# Problem to work on
In your copy of the records, include every word exactly and no pictures.

━━ Supplied entries

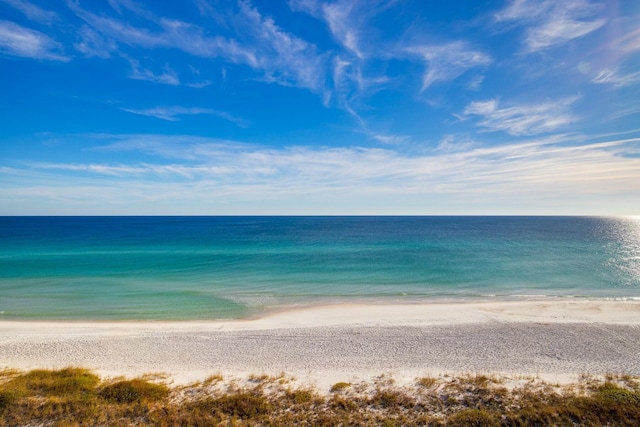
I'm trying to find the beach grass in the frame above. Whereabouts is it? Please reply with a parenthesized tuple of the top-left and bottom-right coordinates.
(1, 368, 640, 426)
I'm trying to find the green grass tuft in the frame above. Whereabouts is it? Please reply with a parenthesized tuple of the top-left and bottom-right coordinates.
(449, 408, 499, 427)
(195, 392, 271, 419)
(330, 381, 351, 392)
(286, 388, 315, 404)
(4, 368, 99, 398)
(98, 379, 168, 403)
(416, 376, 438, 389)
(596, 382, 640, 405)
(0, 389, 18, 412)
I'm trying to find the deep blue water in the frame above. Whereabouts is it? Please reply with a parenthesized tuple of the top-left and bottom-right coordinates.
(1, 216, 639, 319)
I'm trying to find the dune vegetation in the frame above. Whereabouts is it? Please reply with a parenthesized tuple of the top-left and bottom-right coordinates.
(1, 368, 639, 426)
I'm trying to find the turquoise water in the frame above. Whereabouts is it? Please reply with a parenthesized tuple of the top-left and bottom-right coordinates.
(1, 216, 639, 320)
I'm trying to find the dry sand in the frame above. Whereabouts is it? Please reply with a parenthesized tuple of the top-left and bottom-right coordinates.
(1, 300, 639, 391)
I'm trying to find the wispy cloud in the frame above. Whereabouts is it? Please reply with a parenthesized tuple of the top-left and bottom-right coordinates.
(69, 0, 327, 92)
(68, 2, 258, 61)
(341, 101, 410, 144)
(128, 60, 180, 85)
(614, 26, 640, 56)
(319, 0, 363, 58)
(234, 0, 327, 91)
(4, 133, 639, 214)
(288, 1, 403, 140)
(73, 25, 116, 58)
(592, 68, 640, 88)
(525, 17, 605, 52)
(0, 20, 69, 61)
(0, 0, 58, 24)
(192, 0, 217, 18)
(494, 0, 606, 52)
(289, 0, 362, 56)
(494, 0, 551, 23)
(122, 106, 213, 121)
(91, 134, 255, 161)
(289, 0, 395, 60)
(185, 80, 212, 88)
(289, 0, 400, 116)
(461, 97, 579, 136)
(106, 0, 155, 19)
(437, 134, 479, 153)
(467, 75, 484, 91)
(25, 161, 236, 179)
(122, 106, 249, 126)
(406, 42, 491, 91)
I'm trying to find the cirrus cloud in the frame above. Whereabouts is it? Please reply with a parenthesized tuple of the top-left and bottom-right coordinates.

━━━━

# Answer below
I'm trying to find the beach grass in the frame above. Whereabouts is it? Please reply with a parenthesized tuple of the top-left and bottom-right coordinates.
(1, 368, 640, 426)
I'm trying to find the green grass tuft in the frame above. Whereabouts is it? Please reply with a parenthesized tuple of the top-left and bottom-right coordinates.
(449, 408, 499, 427)
(195, 392, 271, 419)
(330, 381, 351, 392)
(286, 388, 315, 404)
(4, 368, 99, 398)
(98, 379, 168, 403)
(416, 376, 438, 389)
(596, 382, 640, 405)
(0, 389, 18, 412)
I'm trying to find the deep blue water in the frame above. Whereabouts is it? Please reply with a parenthesized tuple of the top-left and bottom-right coordinates.
(1, 216, 639, 319)
I'm trying to find the dune vegetation in the frame above. Whereabouts is it? Please reply with a parenthesized tuple of the top-left and bottom-right coordinates.
(1, 368, 639, 426)
I'm trying to find the turquoise water in the frame above. Whereabouts is it? Please reply with a parenthesized tuple of the top-left and bottom-right coordinates.
(1, 216, 639, 320)
I'm trying to find the dry sand in the frame above. Whereabouts is it? Please reply with a parenthesized tuple of the top-left and bottom-right coordinates.
(1, 300, 639, 391)
I'm trying to find the wispy cloud in the frame above. Whereabouts is it? Please reply with a parenthesized tuple of the top-left and bottom-right coordinates.
(69, 0, 327, 92)
(68, 2, 258, 61)
(341, 101, 410, 144)
(128, 60, 180, 85)
(614, 26, 640, 56)
(319, 0, 363, 58)
(234, 0, 327, 91)
(4, 133, 639, 214)
(288, 1, 403, 140)
(73, 25, 116, 58)
(592, 68, 640, 88)
(525, 17, 605, 52)
(0, 20, 69, 61)
(0, 0, 58, 24)
(192, 0, 217, 18)
(494, 0, 606, 52)
(289, 0, 362, 56)
(494, 0, 551, 23)
(122, 106, 213, 121)
(91, 134, 255, 161)
(289, 0, 395, 60)
(185, 80, 212, 88)
(289, 0, 400, 116)
(461, 97, 579, 136)
(106, 0, 155, 19)
(437, 134, 479, 153)
(467, 75, 484, 91)
(25, 161, 236, 179)
(122, 106, 249, 126)
(406, 42, 491, 91)
I'm trying to find the cirrus cloud in the frame above. Whereabouts is it? Please reply with a parenthesized tuple of the top-left and bottom-right coordinates.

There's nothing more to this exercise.